Which lines run from the one containing "Identify each instance of the snowy highway" to the end of the entries? Quote them exactly, and nothing else.
+===+
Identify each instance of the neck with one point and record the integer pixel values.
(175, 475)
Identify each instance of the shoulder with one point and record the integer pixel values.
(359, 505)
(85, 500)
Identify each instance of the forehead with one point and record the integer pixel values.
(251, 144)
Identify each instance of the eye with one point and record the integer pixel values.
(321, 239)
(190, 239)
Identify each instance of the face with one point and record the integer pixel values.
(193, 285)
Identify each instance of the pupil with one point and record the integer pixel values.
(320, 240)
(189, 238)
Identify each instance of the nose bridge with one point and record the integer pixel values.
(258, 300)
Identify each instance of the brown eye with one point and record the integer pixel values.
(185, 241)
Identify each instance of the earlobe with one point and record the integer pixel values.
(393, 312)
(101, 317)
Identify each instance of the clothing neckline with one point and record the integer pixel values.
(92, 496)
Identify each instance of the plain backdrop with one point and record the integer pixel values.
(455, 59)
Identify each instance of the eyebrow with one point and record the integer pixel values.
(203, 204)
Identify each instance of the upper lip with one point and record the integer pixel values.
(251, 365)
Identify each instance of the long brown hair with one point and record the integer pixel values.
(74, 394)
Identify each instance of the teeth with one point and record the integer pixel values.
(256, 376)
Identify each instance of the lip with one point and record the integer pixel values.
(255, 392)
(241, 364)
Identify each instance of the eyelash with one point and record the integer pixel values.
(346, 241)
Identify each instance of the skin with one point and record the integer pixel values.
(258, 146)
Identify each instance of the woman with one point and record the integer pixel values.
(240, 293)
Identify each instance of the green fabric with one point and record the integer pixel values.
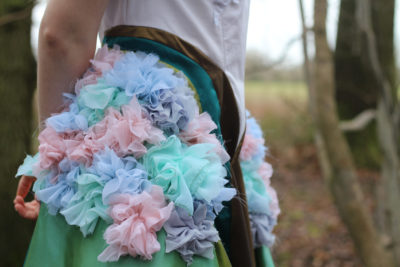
(264, 257)
(204, 89)
(196, 74)
(55, 243)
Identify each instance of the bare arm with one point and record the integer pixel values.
(67, 40)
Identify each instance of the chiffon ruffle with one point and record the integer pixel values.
(131, 148)
(262, 198)
(137, 218)
(191, 235)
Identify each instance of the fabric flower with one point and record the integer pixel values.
(51, 148)
(86, 206)
(257, 197)
(185, 171)
(104, 60)
(58, 187)
(199, 131)
(125, 133)
(191, 235)
(69, 120)
(27, 168)
(166, 97)
(98, 183)
(137, 218)
(120, 175)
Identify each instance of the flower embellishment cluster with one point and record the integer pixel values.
(132, 149)
(262, 198)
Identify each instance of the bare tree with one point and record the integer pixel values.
(334, 154)
(388, 117)
(17, 82)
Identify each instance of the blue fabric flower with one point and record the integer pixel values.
(57, 187)
(108, 175)
(191, 235)
(165, 96)
(185, 171)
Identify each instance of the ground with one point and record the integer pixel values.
(309, 232)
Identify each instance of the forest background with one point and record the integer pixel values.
(330, 117)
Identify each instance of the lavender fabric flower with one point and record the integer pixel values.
(191, 235)
(165, 96)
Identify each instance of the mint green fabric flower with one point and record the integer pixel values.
(185, 172)
(94, 99)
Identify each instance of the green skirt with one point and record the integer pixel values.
(55, 243)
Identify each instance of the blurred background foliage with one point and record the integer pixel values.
(310, 230)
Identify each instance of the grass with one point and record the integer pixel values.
(281, 109)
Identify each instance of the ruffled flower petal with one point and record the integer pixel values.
(199, 131)
(191, 235)
(86, 206)
(137, 218)
(166, 97)
(58, 187)
(126, 133)
(94, 99)
(185, 171)
(27, 168)
(103, 61)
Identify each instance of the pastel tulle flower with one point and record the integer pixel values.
(27, 168)
(137, 218)
(191, 235)
(52, 148)
(86, 206)
(94, 99)
(185, 171)
(120, 175)
(70, 119)
(261, 226)
(199, 130)
(104, 60)
(125, 133)
(257, 197)
(58, 186)
(165, 96)
(98, 183)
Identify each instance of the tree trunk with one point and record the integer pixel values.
(380, 57)
(17, 83)
(355, 83)
(339, 170)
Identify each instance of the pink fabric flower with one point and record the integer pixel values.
(137, 218)
(126, 133)
(250, 147)
(198, 131)
(52, 147)
(104, 60)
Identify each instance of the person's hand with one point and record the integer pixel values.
(28, 210)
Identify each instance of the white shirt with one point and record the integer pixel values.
(216, 27)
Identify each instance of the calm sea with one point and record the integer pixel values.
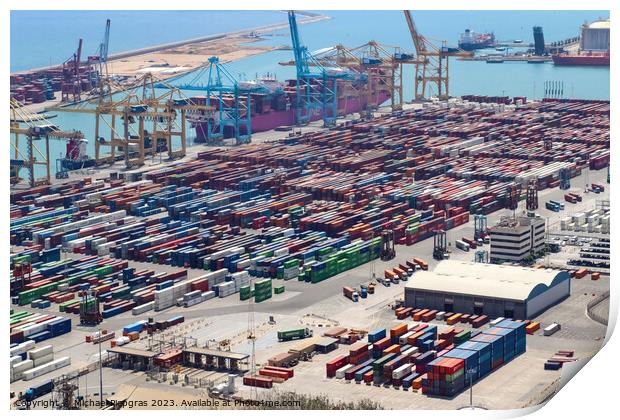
(39, 38)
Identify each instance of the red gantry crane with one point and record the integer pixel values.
(433, 61)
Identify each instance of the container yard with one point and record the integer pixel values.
(348, 258)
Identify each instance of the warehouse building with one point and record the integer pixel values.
(514, 239)
(595, 36)
(489, 289)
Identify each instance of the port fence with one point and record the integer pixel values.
(593, 314)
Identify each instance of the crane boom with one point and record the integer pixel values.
(103, 53)
(418, 41)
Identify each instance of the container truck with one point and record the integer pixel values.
(423, 264)
(570, 199)
(294, 334)
(557, 203)
(551, 329)
(553, 207)
(472, 244)
(35, 392)
(351, 293)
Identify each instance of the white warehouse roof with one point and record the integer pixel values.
(490, 280)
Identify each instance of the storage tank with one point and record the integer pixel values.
(595, 36)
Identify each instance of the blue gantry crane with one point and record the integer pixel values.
(317, 86)
(231, 99)
(101, 59)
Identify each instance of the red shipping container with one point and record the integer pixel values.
(333, 365)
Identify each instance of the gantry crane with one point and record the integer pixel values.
(232, 100)
(101, 59)
(432, 68)
(127, 119)
(317, 87)
(71, 76)
(377, 69)
(35, 129)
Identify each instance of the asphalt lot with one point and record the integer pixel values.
(305, 304)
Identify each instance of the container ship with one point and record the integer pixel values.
(593, 47)
(471, 40)
(275, 106)
(583, 59)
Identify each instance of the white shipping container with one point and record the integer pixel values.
(46, 368)
(40, 352)
(496, 321)
(120, 341)
(138, 310)
(402, 371)
(209, 295)
(340, 372)
(43, 360)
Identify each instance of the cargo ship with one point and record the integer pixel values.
(471, 40)
(275, 106)
(581, 59)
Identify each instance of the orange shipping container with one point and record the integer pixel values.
(399, 330)
(454, 319)
(392, 349)
(417, 383)
(418, 316)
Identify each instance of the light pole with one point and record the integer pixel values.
(470, 373)
(100, 373)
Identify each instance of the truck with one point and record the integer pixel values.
(576, 196)
(472, 244)
(553, 207)
(551, 329)
(570, 199)
(294, 334)
(423, 264)
(37, 391)
(351, 293)
(557, 203)
(402, 274)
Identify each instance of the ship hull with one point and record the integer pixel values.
(469, 46)
(580, 60)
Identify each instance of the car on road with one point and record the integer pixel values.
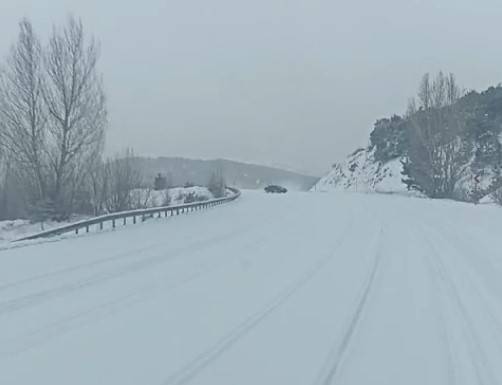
(275, 189)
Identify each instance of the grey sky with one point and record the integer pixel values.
(291, 83)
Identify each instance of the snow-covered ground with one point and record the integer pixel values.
(296, 289)
(11, 230)
(360, 172)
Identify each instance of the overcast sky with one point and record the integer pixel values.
(291, 83)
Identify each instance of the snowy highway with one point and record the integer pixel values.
(294, 289)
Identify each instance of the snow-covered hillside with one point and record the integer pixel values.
(296, 289)
(360, 172)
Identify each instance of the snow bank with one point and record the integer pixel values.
(362, 173)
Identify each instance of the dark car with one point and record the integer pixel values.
(276, 189)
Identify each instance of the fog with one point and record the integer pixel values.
(295, 84)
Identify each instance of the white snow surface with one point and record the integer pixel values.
(360, 172)
(293, 289)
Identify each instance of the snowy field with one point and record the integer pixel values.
(294, 289)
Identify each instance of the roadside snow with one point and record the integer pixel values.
(361, 173)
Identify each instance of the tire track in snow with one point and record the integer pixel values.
(103, 261)
(477, 354)
(440, 313)
(81, 318)
(187, 372)
(39, 297)
(335, 358)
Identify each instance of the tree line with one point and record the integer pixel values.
(53, 118)
(448, 140)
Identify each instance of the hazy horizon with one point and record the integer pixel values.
(296, 84)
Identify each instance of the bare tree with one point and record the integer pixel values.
(76, 107)
(23, 115)
(122, 177)
(438, 154)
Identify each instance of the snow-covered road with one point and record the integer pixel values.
(296, 289)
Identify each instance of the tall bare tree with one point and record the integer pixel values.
(23, 115)
(121, 177)
(438, 152)
(76, 109)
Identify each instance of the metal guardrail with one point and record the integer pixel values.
(142, 214)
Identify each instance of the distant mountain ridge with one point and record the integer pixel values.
(181, 170)
(379, 166)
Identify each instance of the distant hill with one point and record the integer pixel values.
(238, 174)
(378, 167)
+===+
**Full solution:**
Identify each instance of the snowy highway with one point and record the integer pixel values.
(294, 289)
Identify each instance of the snow-covered hillside with one point and record the integer pixel values.
(296, 289)
(360, 172)
Identify each instance of the snow bank with one point and record the integer pixel values.
(362, 173)
Identify each instance of the dark car with one point and record the integer pixel values.
(276, 189)
Identify each instance of the fog with one point and record the integer pixel values.
(295, 84)
Identify each instance of the white snow surface with one point and record the integer pixel values.
(360, 172)
(293, 289)
Identify each instance of the snowy field with one point and record the integer pixel values.
(294, 289)
Identify each instance of the roadside snow with one point and record the integer pixel values.
(361, 173)
Identify each instance of the tire track in snow with one point and record the integer pixel values.
(103, 261)
(477, 354)
(440, 313)
(81, 318)
(187, 372)
(39, 297)
(335, 358)
Identify each instance of the tree line with one point and record the integer pixel values.
(53, 118)
(448, 140)
Identify each instance of the hazy horizon with one point and record the integer pixel values.
(296, 84)
Identify each instance of the bare tree with one point and record the integer pixel values.
(76, 107)
(23, 115)
(122, 177)
(438, 154)
Identify each instance of the snow-covered road with one point and record the integer pixel values.
(296, 289)
Identify each instance of the tall bare tree with one point and record the integer pixel values.
(23, 115)
(121, 177)
(438, 152)
(76, 109)
Identify each instance of the metal guardrail with one point and record the integer pixel values.
(142, 214)
Identify each instance of the distant mountain ridge with one point and record the integer pixel values.
(181, 170)
(379, 166)
Identify each instance of the distant hill with one point and record the integer pixel values.
(238, 174)
(378, 167)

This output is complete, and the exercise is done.